→ Given task
In the house price forecasts text below, which agents gave the most pessimistic view in 2006, and what did they predict?

Here's what they're saying:

Assetz 5%
Savills 3%
Knight Frank 3% (Prime London)
CML 1%
Hometrack 1%
RICS 0%
Lombard Street Research 0%
Rightmove 0%
Nationwide 0%
Halifax 0%
The Rat and Mouse -2% (national)
John Charcol -2%
Citigroup -3%
Global Insight -3%
Capital Economics -5%
Morgan Stanley -10%

What a difference a year makes. This time, 2006, the most pessimistic view was courtesy of Cluttons agents, and a 3% rise. Up at the top was Assetz, with a prediction of an 8-10% rise. The Rat and Mouse likes to hold fire for a few weeks and wait until the accurate DCLG figures before announcing a winner, but - after a late 2007 correction - it's looking as if the bears, including Cluttons and Capital Economics, are likely to walk away with the glory. However, it's probably okay to say right now that the general consensus was wrong. Just as it was wrong the year before, when a very bearish spread of predictions for 2006 misread the market entirely. The message? The experts' record for predicting house prices is very poor.

→ Data supplied

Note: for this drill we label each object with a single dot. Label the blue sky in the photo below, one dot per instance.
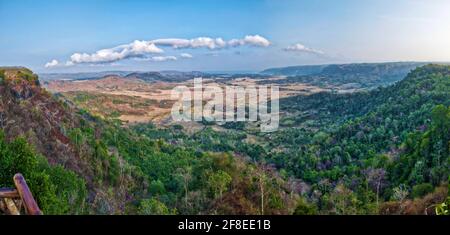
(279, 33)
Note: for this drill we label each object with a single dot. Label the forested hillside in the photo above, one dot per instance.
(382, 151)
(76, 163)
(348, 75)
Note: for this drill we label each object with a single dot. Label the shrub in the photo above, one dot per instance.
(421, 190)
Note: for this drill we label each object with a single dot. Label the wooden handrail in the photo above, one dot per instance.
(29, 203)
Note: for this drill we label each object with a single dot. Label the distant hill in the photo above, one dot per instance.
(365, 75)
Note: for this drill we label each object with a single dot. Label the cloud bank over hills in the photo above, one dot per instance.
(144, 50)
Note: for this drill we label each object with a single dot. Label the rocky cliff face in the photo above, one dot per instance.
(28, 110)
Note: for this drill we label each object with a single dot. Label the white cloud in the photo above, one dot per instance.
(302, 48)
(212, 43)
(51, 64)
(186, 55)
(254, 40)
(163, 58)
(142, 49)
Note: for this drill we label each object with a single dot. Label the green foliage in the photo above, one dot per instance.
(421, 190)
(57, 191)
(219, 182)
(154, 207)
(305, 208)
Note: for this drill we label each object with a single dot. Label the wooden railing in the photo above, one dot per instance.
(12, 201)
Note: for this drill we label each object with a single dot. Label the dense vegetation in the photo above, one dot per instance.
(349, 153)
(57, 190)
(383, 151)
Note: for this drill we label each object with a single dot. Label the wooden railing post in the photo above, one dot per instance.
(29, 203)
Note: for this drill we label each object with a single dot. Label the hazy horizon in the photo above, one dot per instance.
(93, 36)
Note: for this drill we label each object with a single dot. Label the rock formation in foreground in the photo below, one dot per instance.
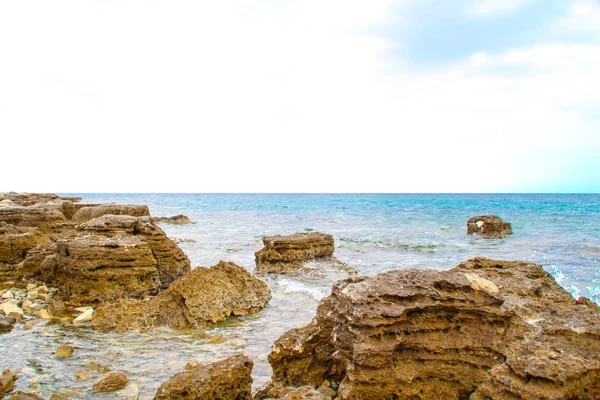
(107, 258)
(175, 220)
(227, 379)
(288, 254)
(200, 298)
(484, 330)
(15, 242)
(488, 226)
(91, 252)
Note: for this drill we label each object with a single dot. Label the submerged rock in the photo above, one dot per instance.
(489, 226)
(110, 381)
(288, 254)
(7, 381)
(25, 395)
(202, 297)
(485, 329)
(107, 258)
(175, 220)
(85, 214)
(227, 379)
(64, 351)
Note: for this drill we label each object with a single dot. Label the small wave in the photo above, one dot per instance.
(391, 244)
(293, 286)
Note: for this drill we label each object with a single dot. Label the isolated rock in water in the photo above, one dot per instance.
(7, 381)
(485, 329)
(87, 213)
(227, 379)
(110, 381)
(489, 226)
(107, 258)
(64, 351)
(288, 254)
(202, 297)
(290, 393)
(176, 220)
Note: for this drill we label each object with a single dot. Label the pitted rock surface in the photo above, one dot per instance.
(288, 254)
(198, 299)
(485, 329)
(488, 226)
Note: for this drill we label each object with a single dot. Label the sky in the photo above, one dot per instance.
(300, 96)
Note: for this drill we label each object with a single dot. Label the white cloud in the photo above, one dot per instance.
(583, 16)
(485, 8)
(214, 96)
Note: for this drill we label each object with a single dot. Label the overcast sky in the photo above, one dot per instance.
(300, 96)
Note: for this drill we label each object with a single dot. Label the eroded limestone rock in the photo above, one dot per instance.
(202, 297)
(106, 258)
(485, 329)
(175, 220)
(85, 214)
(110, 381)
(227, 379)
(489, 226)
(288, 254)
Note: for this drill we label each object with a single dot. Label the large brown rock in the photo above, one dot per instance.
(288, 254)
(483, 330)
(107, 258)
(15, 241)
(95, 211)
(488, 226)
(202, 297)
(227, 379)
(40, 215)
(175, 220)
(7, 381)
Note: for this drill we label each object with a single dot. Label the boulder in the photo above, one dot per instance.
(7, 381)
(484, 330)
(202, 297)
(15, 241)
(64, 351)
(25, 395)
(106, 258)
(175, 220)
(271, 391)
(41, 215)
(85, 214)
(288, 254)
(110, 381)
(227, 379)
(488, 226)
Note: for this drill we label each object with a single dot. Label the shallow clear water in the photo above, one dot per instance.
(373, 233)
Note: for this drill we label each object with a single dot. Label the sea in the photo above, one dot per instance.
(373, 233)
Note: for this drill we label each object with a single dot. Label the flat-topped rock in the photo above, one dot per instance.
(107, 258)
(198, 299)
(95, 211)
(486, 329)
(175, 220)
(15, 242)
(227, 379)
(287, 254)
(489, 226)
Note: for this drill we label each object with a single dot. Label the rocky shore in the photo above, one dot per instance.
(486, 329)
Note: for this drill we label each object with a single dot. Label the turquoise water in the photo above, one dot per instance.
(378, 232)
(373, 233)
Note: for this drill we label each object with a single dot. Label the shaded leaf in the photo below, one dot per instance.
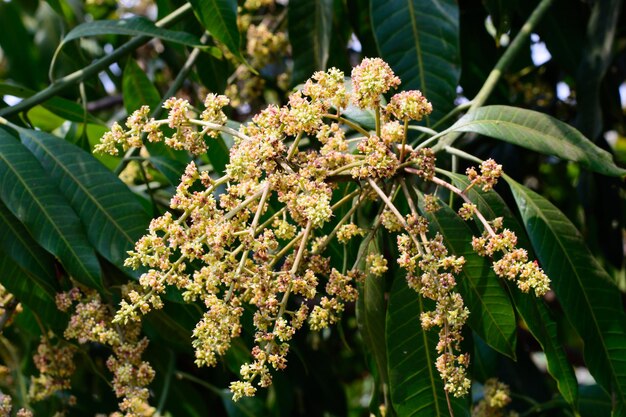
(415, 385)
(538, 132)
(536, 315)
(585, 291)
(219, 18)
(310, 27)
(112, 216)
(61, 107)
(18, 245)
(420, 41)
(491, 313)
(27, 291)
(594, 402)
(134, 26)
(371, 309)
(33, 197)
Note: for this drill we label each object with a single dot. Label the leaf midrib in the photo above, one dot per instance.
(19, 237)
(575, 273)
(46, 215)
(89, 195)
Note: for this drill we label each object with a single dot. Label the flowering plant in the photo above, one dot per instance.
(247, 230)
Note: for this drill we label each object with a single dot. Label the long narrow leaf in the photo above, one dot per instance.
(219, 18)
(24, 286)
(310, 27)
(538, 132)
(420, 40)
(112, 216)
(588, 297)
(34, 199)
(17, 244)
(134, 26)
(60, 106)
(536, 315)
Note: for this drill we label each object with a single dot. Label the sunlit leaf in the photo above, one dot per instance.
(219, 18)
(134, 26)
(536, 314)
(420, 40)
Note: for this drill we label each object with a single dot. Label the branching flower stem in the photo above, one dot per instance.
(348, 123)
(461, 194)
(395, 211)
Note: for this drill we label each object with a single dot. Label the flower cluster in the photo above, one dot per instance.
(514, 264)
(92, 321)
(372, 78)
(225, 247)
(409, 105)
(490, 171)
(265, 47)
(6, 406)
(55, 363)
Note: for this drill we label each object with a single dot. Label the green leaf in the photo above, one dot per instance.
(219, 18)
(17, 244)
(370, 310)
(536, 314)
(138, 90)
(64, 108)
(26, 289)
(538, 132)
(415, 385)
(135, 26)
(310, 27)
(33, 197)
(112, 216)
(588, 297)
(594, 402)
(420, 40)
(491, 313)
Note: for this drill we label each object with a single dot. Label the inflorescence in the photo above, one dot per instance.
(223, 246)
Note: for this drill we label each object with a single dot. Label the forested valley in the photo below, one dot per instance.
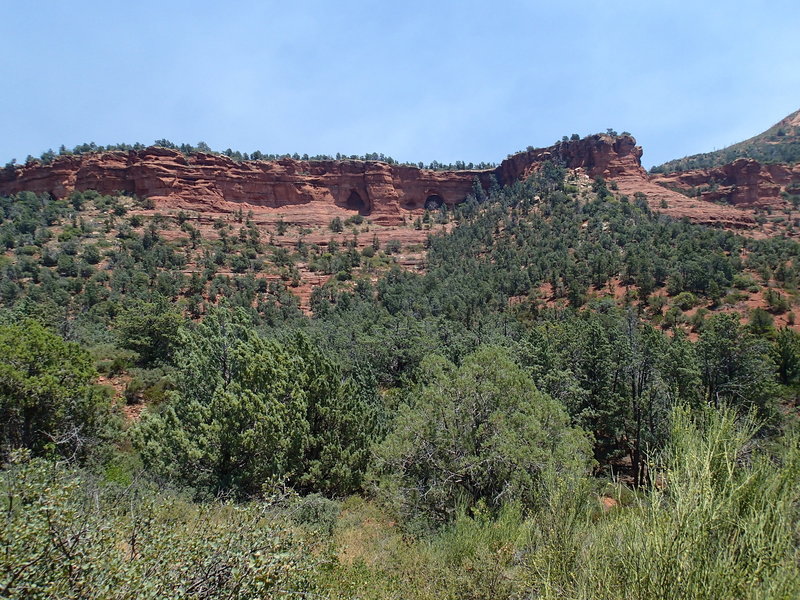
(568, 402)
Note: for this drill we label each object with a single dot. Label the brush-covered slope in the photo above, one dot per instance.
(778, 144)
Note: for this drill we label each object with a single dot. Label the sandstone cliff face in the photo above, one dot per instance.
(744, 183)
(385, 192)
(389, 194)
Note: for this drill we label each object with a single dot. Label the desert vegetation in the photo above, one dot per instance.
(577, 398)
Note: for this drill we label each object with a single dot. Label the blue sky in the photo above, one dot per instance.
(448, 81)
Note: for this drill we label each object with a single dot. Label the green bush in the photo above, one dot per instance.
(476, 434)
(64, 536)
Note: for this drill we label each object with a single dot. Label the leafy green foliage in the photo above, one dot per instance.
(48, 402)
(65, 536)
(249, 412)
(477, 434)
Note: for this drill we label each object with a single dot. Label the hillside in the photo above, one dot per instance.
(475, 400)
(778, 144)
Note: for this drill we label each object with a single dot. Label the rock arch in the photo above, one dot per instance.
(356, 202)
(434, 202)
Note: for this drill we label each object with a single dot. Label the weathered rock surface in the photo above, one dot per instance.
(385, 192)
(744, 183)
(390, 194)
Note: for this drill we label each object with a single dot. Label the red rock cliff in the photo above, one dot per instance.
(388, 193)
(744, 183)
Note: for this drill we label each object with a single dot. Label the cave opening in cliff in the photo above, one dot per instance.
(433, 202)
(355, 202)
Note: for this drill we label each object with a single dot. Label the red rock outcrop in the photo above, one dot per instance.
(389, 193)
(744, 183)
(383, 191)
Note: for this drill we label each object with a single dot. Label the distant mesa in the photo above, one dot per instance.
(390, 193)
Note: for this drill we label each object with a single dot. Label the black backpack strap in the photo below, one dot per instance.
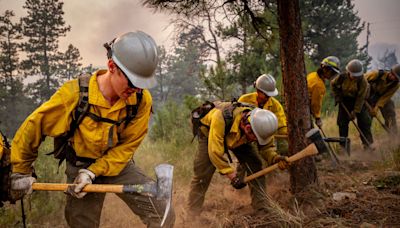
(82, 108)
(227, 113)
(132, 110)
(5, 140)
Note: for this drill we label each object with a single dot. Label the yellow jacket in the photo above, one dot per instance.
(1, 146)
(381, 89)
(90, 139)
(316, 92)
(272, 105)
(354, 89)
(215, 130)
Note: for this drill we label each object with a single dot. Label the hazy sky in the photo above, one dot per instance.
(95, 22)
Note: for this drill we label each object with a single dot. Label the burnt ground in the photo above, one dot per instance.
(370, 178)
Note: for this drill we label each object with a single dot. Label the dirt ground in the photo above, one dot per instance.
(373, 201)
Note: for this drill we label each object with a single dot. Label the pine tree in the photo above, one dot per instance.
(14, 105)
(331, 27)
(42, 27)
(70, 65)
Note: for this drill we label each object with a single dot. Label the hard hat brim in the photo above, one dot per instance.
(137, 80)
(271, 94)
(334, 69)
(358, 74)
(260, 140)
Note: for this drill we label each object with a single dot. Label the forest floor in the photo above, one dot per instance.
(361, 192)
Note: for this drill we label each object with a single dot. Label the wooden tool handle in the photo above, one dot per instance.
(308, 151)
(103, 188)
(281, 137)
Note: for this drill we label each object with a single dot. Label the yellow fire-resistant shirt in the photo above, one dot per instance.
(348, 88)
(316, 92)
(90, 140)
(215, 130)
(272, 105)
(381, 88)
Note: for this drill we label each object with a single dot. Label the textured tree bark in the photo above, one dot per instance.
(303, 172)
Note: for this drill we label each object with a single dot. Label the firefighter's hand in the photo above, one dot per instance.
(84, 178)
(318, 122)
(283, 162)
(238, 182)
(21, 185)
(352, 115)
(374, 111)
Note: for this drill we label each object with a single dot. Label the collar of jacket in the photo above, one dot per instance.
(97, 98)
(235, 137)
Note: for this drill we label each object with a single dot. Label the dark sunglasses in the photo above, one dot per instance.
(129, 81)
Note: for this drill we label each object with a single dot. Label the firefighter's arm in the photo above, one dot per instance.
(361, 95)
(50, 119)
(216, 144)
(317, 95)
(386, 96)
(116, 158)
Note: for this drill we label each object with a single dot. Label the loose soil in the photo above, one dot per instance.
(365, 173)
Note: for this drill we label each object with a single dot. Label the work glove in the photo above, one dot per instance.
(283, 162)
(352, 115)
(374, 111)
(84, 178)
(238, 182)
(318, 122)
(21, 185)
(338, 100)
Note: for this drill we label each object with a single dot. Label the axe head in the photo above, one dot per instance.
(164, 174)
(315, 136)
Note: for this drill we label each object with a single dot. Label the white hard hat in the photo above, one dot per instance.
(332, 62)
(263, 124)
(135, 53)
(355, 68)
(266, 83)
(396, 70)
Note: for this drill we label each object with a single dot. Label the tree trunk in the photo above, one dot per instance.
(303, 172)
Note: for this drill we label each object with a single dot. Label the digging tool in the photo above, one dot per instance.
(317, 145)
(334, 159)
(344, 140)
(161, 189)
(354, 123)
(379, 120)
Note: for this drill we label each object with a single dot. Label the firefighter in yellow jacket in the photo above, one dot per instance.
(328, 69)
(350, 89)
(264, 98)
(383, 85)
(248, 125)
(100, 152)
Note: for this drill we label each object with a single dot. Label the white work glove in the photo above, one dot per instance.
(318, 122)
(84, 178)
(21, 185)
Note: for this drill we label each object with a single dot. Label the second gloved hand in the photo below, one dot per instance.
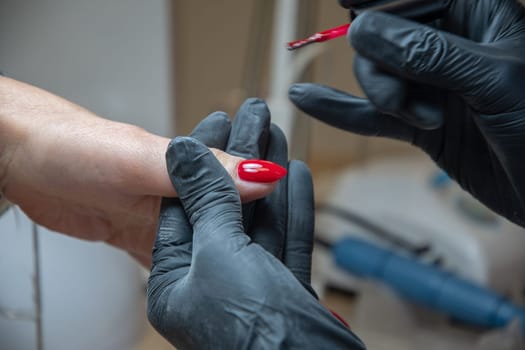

→ Worked solution
Cluttons agents gave the most pessimistic view in 2006, predicting a 3% rise.